— Start DATA SHOWN —
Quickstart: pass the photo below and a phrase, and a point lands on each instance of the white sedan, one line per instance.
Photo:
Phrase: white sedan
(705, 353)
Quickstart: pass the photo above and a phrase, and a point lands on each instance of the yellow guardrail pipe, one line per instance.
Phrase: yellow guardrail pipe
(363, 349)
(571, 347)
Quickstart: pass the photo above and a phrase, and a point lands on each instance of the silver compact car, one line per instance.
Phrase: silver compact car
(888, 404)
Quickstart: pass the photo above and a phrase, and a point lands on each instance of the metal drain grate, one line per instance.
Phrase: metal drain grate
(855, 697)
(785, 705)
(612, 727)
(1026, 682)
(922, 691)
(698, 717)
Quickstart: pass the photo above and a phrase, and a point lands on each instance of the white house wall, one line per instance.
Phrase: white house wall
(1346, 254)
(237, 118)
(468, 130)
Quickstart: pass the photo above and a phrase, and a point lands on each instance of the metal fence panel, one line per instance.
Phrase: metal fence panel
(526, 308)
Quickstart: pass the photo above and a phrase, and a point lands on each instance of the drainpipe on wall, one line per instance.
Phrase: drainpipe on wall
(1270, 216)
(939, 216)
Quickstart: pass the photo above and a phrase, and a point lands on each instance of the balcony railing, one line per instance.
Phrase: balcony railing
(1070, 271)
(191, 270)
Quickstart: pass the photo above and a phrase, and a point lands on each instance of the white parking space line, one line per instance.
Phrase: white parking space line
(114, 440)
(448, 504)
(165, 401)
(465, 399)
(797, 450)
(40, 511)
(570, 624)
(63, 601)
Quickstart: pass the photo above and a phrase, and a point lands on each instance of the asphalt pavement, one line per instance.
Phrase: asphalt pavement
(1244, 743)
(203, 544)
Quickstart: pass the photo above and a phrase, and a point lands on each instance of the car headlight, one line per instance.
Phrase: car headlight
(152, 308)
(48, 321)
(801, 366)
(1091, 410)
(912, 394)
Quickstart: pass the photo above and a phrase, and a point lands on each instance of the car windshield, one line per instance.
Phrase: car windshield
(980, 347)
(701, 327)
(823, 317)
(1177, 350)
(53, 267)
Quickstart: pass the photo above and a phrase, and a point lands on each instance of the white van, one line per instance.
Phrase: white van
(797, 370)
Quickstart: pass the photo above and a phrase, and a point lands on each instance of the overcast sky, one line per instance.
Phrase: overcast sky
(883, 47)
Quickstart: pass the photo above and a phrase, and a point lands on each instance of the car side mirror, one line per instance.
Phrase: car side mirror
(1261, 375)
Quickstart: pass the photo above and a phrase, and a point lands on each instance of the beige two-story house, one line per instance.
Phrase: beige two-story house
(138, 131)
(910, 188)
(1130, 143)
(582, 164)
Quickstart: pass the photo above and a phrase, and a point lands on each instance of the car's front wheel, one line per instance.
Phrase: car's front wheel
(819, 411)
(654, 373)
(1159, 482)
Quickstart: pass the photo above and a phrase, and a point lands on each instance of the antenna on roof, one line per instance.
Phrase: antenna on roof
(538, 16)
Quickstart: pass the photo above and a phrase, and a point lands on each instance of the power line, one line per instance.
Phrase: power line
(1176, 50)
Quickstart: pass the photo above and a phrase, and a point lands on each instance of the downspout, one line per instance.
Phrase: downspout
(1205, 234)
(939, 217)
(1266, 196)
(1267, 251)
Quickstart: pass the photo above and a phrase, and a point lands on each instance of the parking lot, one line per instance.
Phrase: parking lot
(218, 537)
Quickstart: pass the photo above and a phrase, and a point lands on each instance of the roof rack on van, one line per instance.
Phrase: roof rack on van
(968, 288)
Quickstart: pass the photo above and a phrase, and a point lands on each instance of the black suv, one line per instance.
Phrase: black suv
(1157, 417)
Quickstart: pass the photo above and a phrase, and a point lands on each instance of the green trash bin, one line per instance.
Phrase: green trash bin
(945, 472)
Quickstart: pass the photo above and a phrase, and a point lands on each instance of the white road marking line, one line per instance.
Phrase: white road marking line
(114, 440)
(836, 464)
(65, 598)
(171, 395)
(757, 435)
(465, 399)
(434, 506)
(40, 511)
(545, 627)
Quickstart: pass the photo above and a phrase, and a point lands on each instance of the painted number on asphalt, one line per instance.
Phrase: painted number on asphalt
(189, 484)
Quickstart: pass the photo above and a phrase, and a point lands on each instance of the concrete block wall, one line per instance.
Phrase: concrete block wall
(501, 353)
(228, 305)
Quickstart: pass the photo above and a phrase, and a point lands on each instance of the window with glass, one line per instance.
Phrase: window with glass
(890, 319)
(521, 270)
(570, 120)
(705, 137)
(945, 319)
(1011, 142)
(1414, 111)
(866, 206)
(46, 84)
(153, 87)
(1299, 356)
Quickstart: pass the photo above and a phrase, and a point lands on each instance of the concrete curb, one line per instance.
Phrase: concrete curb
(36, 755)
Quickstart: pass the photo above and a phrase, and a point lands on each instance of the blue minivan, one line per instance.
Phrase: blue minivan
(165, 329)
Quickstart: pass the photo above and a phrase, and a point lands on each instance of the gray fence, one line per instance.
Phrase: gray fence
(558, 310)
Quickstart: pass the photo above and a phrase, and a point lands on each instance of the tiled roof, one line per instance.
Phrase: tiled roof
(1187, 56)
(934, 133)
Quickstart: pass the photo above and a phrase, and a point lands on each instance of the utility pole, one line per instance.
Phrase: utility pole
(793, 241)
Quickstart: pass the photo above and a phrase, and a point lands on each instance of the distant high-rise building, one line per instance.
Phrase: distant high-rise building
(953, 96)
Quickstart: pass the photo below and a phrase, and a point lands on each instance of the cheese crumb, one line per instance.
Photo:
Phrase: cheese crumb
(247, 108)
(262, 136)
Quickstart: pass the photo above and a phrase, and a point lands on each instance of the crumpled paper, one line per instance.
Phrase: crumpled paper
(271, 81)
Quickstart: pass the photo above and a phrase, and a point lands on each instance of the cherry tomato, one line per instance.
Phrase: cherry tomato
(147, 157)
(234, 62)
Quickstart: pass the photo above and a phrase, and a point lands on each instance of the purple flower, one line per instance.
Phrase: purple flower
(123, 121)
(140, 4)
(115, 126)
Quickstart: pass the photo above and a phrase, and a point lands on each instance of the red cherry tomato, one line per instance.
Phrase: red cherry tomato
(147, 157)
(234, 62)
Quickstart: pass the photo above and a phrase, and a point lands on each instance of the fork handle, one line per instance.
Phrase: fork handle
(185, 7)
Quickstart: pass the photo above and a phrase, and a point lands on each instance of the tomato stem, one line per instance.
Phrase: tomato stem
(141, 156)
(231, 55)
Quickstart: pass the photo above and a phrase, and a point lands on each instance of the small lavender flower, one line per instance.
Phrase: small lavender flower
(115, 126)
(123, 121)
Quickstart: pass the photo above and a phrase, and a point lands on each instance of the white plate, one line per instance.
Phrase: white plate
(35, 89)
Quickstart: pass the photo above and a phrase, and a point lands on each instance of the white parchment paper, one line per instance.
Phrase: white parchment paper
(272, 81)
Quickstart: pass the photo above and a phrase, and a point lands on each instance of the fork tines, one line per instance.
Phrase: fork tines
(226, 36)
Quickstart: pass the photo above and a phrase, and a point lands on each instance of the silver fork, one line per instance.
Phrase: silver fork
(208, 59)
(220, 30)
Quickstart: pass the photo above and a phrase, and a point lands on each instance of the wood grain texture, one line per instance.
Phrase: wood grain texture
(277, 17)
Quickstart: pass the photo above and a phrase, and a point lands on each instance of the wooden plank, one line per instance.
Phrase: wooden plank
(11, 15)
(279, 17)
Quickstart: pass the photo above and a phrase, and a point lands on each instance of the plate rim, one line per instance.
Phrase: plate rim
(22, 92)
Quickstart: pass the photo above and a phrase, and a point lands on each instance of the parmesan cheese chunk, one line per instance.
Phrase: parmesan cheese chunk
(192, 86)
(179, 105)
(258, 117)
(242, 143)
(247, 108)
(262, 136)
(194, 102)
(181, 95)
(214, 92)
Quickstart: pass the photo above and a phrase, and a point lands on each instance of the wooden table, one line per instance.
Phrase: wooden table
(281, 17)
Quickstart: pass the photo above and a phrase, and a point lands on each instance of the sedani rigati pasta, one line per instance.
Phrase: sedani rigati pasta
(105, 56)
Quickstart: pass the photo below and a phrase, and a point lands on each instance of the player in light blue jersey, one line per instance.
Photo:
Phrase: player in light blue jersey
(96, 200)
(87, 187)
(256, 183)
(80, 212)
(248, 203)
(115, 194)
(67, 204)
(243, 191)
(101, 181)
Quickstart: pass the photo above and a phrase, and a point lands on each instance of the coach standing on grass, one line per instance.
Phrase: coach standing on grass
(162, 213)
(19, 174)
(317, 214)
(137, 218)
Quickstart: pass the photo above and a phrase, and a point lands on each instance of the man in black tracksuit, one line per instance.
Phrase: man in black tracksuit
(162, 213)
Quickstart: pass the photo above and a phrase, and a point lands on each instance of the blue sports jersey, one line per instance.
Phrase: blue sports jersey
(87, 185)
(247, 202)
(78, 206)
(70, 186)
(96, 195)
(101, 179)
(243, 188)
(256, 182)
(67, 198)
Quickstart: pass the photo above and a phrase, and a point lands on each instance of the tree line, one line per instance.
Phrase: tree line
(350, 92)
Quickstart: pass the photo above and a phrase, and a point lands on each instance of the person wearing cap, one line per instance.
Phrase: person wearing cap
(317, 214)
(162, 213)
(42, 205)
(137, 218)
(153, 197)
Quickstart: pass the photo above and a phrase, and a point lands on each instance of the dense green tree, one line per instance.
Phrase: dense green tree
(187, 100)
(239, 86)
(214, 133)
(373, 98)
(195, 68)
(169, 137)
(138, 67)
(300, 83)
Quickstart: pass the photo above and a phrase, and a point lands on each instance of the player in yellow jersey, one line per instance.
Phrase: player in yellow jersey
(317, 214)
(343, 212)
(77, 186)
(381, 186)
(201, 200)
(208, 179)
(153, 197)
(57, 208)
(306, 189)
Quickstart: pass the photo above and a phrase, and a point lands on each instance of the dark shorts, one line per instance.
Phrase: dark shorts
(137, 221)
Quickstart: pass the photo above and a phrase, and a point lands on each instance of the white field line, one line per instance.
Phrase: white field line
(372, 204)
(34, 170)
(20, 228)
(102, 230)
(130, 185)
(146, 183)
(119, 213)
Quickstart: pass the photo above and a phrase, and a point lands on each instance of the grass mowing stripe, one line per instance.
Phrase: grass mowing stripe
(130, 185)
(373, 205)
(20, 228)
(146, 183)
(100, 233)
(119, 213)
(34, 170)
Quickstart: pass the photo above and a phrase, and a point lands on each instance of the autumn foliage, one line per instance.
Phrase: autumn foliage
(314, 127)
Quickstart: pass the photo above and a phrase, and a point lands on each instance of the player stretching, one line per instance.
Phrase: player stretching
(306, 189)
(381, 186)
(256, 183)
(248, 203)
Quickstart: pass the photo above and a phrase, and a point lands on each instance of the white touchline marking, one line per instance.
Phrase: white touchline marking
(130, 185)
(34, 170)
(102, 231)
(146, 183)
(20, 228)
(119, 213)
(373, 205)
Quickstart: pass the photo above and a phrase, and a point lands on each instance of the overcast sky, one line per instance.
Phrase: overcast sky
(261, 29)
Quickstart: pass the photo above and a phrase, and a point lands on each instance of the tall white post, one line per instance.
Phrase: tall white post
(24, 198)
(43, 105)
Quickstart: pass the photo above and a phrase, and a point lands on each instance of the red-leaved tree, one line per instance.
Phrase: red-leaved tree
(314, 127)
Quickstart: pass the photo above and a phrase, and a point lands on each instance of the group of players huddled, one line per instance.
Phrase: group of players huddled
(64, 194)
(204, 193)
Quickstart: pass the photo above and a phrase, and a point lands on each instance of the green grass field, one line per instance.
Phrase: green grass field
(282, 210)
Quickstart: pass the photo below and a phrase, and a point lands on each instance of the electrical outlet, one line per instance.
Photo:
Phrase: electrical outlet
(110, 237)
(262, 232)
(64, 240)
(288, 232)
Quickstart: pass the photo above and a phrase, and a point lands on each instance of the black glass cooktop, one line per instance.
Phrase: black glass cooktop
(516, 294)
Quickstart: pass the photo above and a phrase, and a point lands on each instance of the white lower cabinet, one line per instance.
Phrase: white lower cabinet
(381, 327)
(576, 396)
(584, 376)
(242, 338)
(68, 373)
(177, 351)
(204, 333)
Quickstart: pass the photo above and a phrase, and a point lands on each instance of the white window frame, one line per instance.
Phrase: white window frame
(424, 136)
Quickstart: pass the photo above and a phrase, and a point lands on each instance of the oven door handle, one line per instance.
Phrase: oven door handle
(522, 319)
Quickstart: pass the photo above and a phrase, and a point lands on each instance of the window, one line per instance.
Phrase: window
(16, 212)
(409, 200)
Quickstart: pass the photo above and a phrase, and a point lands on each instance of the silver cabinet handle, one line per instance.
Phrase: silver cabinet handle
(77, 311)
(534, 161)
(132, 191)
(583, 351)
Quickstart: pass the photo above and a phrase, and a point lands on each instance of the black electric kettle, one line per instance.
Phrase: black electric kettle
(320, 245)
— End DATA SHOWN —
PROBLEM DESCRIPTION: Express the lines of the listing as a JSON array of strings, one string per line, with blank lines left out. Start at the line that contains "on van, one line per instance." and stop after the line that contains "(1299, 356)".

CORRECT ANSWER:
[
  "Quickstart: pass the photo above and a phrase, and a point lands on each instance of the roof rack on van, one line per instance.",
  "Phrase: roof rack on van",
  "(968, 288)",
  "Quickstart: pass the photo above and a phrase, and a point lands on each instance of the black suv, one line per instance.",
  "Phrase: black suv",
  "(1157, 417)",
  "Quickstart: pass the photo above and a phrase, and a point lands on each instance of the green trash bin, one line per instance.",
  "Phrase: green trash bin",
  "(945, 472)",
  "Quickstart: pass the photo above and a phrase, and a point lands on each instance of the white road marking line, one line per instance.",
  "Phrase: white road marking line",
  "(114, 440)",
  "(836, 464)",
  "(65, 598)",
  "(171, 395)",
  "(757, 435)",
  "(465, 399)",
  "(434, 506)",
  "(40, 511)",
  "(545, 627)",
  "Quickstart: pass the photo above and a phrase, and a point lands on each instance of the painted number on asphalt, one line per instance.",
  "Phrase: painted number on asphalt",
  "(189, 484)",
  "Quickstart: pass the photo above and a phrase, and a point lands on each instance of the concrete block wall, one line per instance.",
  "Phrase: concrete block wall",
  "(501, 353)",
  "(228, 305)",
  "Quickstart: pass the photo above and a phrase, and a point lands on each instance of the window with glass, one line per instance.",
  "Phrase: window with glass",
  "(890, 319)",
  "(521, 270)",
  "(570, 120)",
  "(705, 137)",
  "(945, 319)",
  "(1011, 142)",
  "(1414, 111)",
  "(866, 206)",
  "(46, 84)",
  "(153, 87)",
  "(1299, 356)"
]